What to work on:
Give every entry below again, exactly as written, and skip the images.

BEGIN Exercise inputs

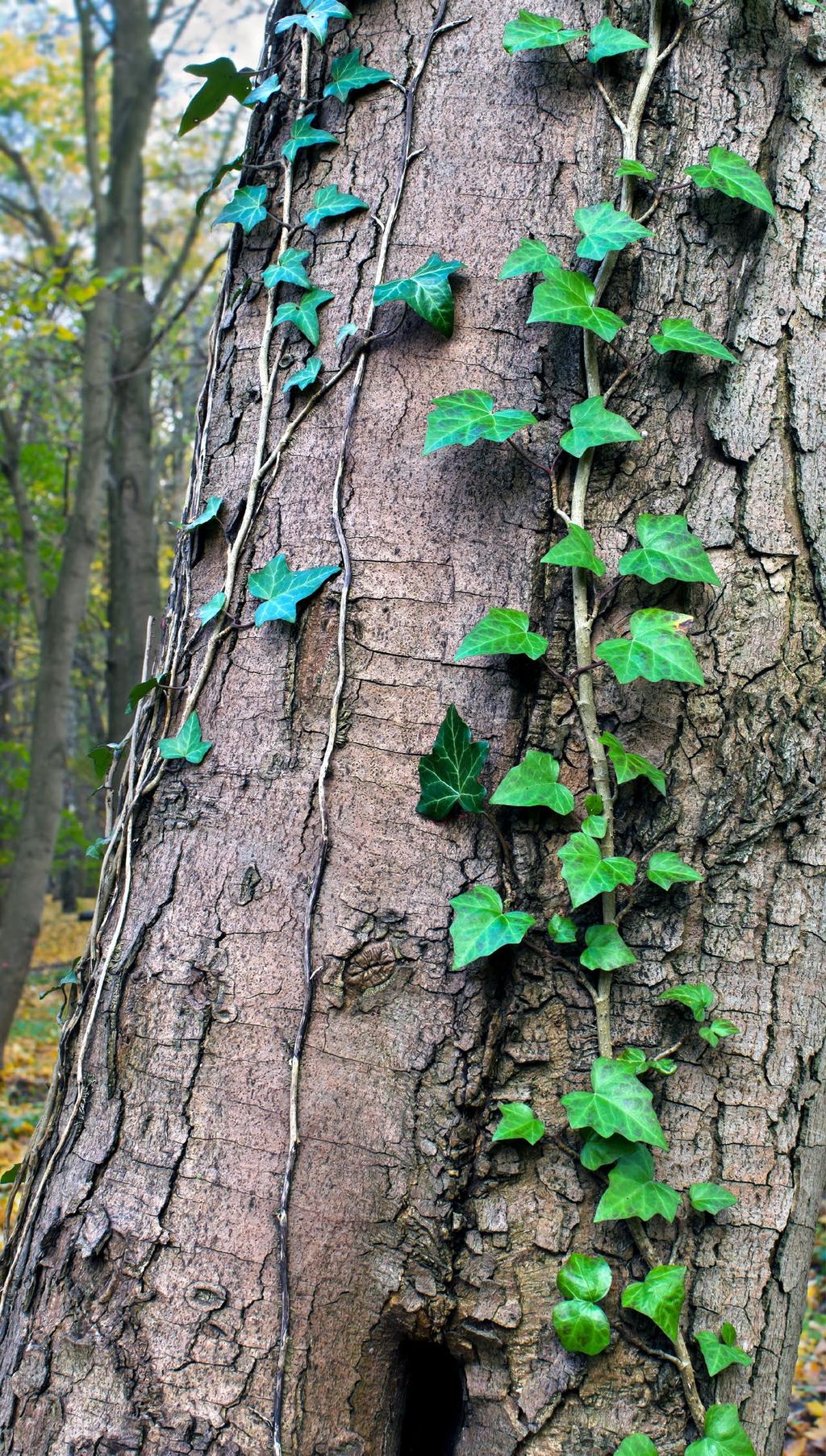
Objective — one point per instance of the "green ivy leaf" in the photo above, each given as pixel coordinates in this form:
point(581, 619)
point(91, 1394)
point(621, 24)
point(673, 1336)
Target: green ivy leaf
point(247, 207)
point(730, 173)
point(328, 202)
point(305, 314)
point(634, 1194)
point(535, 782)
point(669, 552)
point(482, 926)
point(681, 337)
point(607, 950)
point(518, 1121)
point(661, 1298)
point(428, 292)
point(631, 765)
point(587, 874)
point(187, 743)
point(461, 420)
point(569, 297)
point(449, 773)
point(533, 32)
point(348, 75)
point(502, 630)
point(609, 40)
point(576, 549)
point(657, 651)
point(594, 426)
point(618, 1103)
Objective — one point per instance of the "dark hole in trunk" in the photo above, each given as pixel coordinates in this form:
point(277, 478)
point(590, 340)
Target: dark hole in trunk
point(435, 1400)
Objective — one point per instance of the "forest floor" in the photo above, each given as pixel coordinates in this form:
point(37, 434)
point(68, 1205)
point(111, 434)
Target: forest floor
point(25, 1078)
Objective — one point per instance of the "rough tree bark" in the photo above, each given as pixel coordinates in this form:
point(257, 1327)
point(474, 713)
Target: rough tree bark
point(143, 1300)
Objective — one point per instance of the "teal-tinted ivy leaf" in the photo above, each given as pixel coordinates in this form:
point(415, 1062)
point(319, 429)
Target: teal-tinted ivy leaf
point(607, 231)
point(669, 552)
point(576, 549)
point(328, 202)
point(594, 426)
point(607, 950)
point(303, 135)
point(502, 630)
point(305, 314)
point(618, 1103)
point(730, 173)
point(711, 1197)
point(681, 337)
point(247, 207)
point(518, 1121)
point(582, 1327)
point(657, 650)
point(569, 297)
point(535, 782)
point(634, 1194)
point(661, 1298)
point(481, 925)
point(587, 874)
point(428, 292)
point(280, 589)
point(287, 270)
point(449, 773)
point(609, 40)
point(347, 75)
point(631, 765)
point(668, 870)
point(187, 743)
point(461, 420)
point(533, 32)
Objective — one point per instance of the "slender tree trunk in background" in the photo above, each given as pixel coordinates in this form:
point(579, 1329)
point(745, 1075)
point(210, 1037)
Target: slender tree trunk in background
point(143, 1300)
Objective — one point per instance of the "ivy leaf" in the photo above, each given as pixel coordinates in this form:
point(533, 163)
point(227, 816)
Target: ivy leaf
point(609, 40)
point(711, 1197)
point(303, 135)
point(482, 926)
point(721, 1353)
point(535, 782)
point(533, 32)
point(449, 773)
point(347, 75)
point(657, 651)
point(305, 314)
point(247, 209)
point(576, 549)
point(681, 337)
point(634, 1194)
point(620, 1104)
point(569, 297)
point(669, 552)
point(668, 870)
point(426, 292)
point(607, 231)
point(461, 420)
point(328, 202)
point(661, 1298)
point(730, 173)
point(187, 743)
point(518, 1121)
point(583, 1275)
point(502, 630)
point(594, 426)
point(607, 950)
point(587, 874)
point(582, 1327)
point(631, 765)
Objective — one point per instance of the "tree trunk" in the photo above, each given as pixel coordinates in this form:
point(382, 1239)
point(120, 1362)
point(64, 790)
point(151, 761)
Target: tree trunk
point(144, 1298)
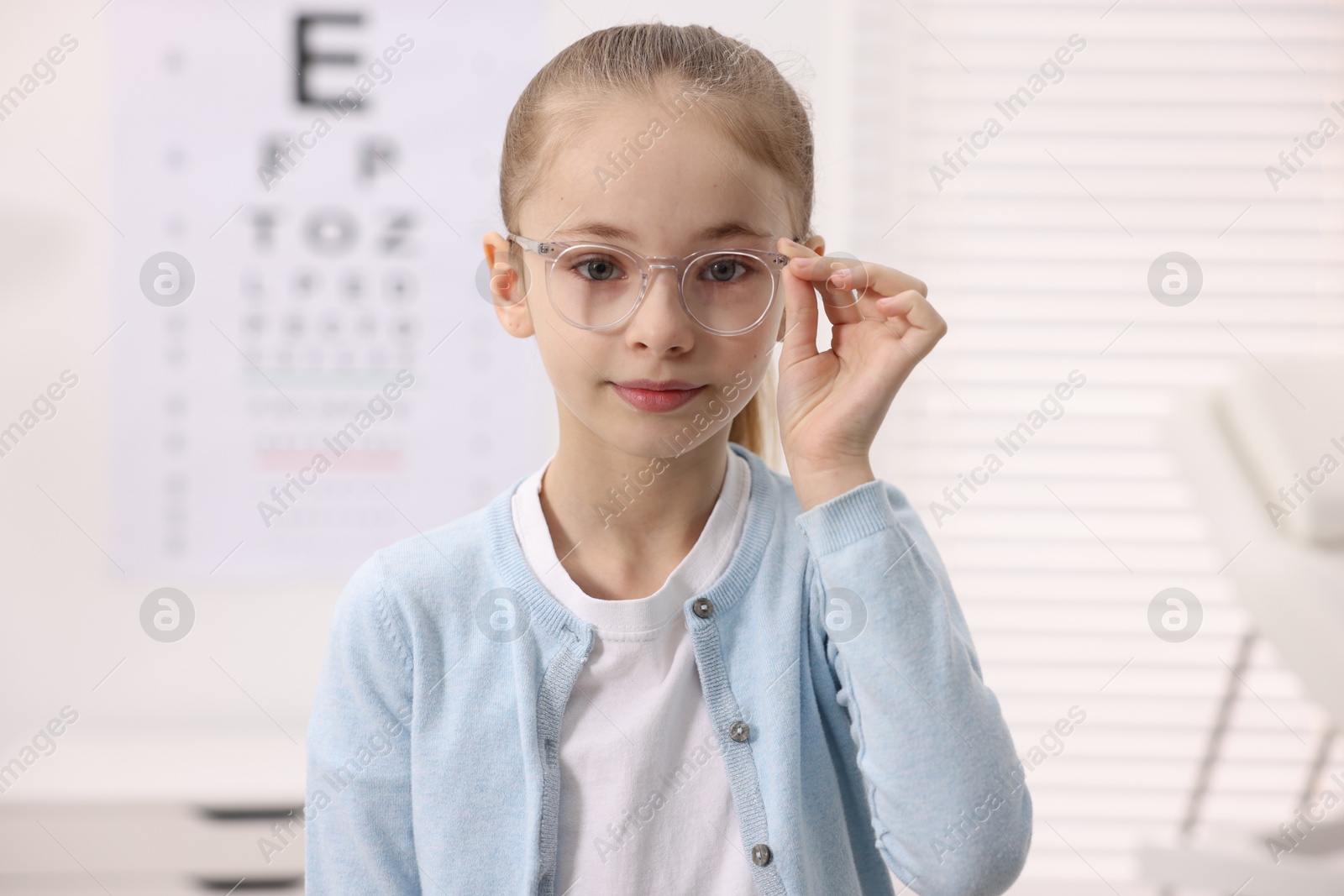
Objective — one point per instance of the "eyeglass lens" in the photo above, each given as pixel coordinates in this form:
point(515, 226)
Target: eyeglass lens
point(725, 291)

END Exercise inputs

Solution to the exercise:
Objective — one point per instance of the "green ivy leaf" in the photo above, each given as pixel coordinates in this form:
point(581, 619)
point(91, 1394)
point(621, 24)
point(673, 1336)
Target: green ivy leaf
point(247, 207)
point(730, 173)
point(328, 202)
point(305, 314)
point(634, 1194)
point(535, 782)
point(669, 552)
point(482, 926)
point(681, 337)
point(607, 950)
point(518, 1121)
point(661, 1298)
point(428, 292)
point(631, 765)
point(587, 874)
point(187, 743)
point(461, 420)
point(569, 297)
point(449, 773)
point(533, 32)
point(348, 75)
point(502, 630)
point(609, 40)
point(576, 549)
point(657, 651)
point(594, 426)
point(618, 1103)
Objective — one point per instance of the "dark hole in trunk" in the photo above, each given as pixel coordinates in this form:
point(277, 478)
point(590, 340)
Target: dark hole in trunk
point(435, 1400)
Objective — one point per instance of the "forest floor" in the photo above, each given as pixel coordinates in this form:
point(37, 434)
point(68, 1205)
point(111, 434)
Target: forest floor
point(25, 1078)
Objective — one point per instance of the "rough tree bark" in the photo above, each given as pixel coordinates in this form:
point(257, 1327)
point(474, 713)
Target: rough tree bark
point(143, 1300)
Objective — one point per instance of the "teal-tinted ivy leaf" in the photo above, each given as pixel coordinates in this form:
point(415, 1062)
point(319, 429)
Target: teal-tinted ivy leaf
point(607, 231)
point(669, 552)
point(576, 549)
point(328, 202)
point(594, 426)
point(607, 950)
point(303, 135)
point(502, 630)
point(305, 314)
point(618, 1103)
point(730, 173)
point(711, 1197)
point(681, 337)
point(247, 207)
point(518, 1121)
point(582, 1327)
point(657, 650)
point(569, 297)
point(535, 782)
point(634, 1194)
point(661, 1298)
point(481, 925)
point(587, 874)
point(428, 292)
point(280, 589)
point(287, 270)
point(449, 773)
point(609, 40)
point(347, 75)
point(631, 765)
point(668, 870)
point(187, 743)
point(461, 420)
point(533, 32)
Objective — one point per instance of the "slender tree trunk in background" in the photo above, each given as pixel coordinates in this form:
point(579, 1329)
point(745, 1075)
point(210, 1037)
Target: slender tree trunk in background
point(143, 1300)
Objective — one point per instance of the "ivy leaf" in the photo above, each given as pixel coordinates in this form:
point(533, 163)
point(227, 816)
Target: ivy leaf
point(609, 40)
point(711, 1197)
point(303, 135)
point(482, 926)
point(721, 1353)
point(535, 782)
point(533, 32)
point(449, 773)
point(347, 75)
point(657, 651)
point(305, 314)
point(247, 209)
point(576, 549)
point(681, 337)
point(634, 1194)
point(620, 1104)
point(569, 297)
point(669, 552)
point(668, 870)
point(426, 292)
point(607, 231)
point(461, 420)
point(328, 202)
point(661, 1298)
point(730, 173)
point(187, 743)
point(518, 1121)
point(583, 1275)
point(502, 630)
point(594, 426)
point(607, 950)
point(587, 874)
point(582, 1327)
point(631, 765)
Objective — one point per instance of the "tree trunk" in the photo above, each given as pixel coordinates in this form:
point(382, 1239)
point(120, 1362)
point(64, 790)
point(151, 761)
Target: tree trunk
point(144, 1298)
Objective — one point per instance of the "eyeglass lens" in the photo above, each given as pixel coordinates in this form:
point(515, 226)
Target: eyeglass lens
point(725, 291)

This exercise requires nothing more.